- _TEXT EXCERPT_

──────────

The third edition of the best-selling Cognitive Assessment for Clinicians provides readers with an up-to-date, practical guide to cognitive function and its assessment to ensure readers have a conceptual knowledge of normal psychological function and how to interpret their findings. Organized into 8 chapters, this resource offers a framework in which various aspects of cognition are considered. This includes the representation of cognition in the brain (such as attention and memory), focal representation (such as language, praxis and spatial abilities), detailed descriptions of the major syndromes encountered in clinical practice, and discussions on taking a patient's history and performing cognitive testing. To ensure readers are aware of the latest developments in patient assessment and neuropsychological practice all content has been carefully revised by John R. Hodges to include essential updates on areas such as the pathology and genetics of frontotemporal dementia, and social cognition and major syndromes encountered in clinical practice such as delirium.
This useful resource offers a theoretical basis for cognitive assessment at the bedside or in the clinic, and a practical guide to taking an appropriate history and examining patients presenting with cognitive disorders. This edition also includes the latest version of Addenbrooke's Cognitive Examination III (ACE-III), and 16 case histories on a variety of cognitive disorders illustrating the method of assessment and how to use the ACE-III in clinical practice. In addition, the appendix outlines the range of formal tests commonly used in neuropsychological practice.
Professor John R. Hodges works at the Brain & Mind Centre at the University of Sydney in New South Wales, Australia. He has a particular interest in memory, language and early onset dementia syndromes. He has authored over 300 peer reviewed papers and approximately 100 chapters and reviews. Professor Hodges has written books on transient amnesia, and cognitive assessment for clinicians, and co-authored, with Dr Berrios, a book on memory disorders and psychiatric practice. He recently edited the first textbook dedicated to early onset dementia syndromes. He was the founding co-editor of Neurocase and is now associate editor of Brain. He has also lectured extensively around the world.

──────────

- _STORED DATA_
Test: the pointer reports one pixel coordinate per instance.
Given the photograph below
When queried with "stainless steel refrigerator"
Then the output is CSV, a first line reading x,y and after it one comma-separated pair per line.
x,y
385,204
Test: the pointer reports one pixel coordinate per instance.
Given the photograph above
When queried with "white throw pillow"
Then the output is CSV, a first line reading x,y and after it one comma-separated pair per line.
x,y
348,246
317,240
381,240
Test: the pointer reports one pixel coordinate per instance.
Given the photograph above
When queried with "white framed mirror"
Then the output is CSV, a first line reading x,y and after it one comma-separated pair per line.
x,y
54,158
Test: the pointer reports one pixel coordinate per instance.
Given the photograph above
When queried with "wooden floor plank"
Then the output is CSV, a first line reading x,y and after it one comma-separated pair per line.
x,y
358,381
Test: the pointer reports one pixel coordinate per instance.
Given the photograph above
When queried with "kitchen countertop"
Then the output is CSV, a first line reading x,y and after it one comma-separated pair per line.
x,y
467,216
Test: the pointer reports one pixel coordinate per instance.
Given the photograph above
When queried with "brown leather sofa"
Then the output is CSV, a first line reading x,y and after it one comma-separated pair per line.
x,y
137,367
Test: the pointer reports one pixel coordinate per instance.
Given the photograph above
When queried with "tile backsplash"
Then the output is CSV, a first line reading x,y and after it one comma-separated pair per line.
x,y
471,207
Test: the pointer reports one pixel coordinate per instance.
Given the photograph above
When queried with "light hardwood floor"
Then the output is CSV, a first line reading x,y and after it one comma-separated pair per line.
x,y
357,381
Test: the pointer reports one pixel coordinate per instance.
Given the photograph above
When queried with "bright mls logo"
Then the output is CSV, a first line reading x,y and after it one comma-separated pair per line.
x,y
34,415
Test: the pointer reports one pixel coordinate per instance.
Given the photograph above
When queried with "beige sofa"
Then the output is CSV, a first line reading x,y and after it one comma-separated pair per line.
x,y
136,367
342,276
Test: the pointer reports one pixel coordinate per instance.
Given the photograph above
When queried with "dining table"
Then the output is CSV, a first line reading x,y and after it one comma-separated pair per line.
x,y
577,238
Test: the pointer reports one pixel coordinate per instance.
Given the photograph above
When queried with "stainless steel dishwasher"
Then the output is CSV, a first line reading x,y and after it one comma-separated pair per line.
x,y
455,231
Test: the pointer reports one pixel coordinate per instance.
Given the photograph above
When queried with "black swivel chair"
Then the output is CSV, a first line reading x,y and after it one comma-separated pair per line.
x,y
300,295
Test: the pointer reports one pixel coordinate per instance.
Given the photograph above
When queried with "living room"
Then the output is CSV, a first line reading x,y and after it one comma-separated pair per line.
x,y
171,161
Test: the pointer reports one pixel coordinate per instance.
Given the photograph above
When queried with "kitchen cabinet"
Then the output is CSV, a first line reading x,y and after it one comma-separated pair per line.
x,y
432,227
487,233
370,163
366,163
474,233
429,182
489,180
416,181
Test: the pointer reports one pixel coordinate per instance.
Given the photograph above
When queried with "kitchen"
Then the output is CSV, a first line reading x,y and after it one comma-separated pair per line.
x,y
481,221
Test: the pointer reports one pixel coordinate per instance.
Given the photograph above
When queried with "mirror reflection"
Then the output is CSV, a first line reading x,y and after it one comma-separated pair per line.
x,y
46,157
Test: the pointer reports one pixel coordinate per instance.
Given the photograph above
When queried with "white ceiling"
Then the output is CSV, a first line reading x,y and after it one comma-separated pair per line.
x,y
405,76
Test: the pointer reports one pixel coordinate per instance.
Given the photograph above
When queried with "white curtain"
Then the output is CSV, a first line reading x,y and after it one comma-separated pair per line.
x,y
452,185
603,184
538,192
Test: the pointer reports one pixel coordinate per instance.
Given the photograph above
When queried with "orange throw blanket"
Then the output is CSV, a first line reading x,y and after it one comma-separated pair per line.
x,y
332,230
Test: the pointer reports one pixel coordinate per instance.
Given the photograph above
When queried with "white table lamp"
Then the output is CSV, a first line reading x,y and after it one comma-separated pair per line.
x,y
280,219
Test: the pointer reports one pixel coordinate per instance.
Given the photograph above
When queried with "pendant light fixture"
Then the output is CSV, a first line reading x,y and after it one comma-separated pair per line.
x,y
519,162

──────────

- _WORK ORDER_
Reproduce the passage from the book description word for word, starting with "This useful resource" and going on through "in neuropsychological practice.".

- _SOLUTION_
This useful resource offers a theoretical basis for cognitive assessment at the bedside or in the clinic, and a practical guide to taking an appropriate history and examining patients presenting with cognitive disorders. This edition also includes the latest version of Addenbrooke's Cognitive Examination III (ACE-III), and 16 case histories on a variety of cognitive disorders illustrating the method of assessment and how to use the ACE-III in clinical practice. In addition, the appendix outlines the range of formal tests commonly used in neuropsychological practice.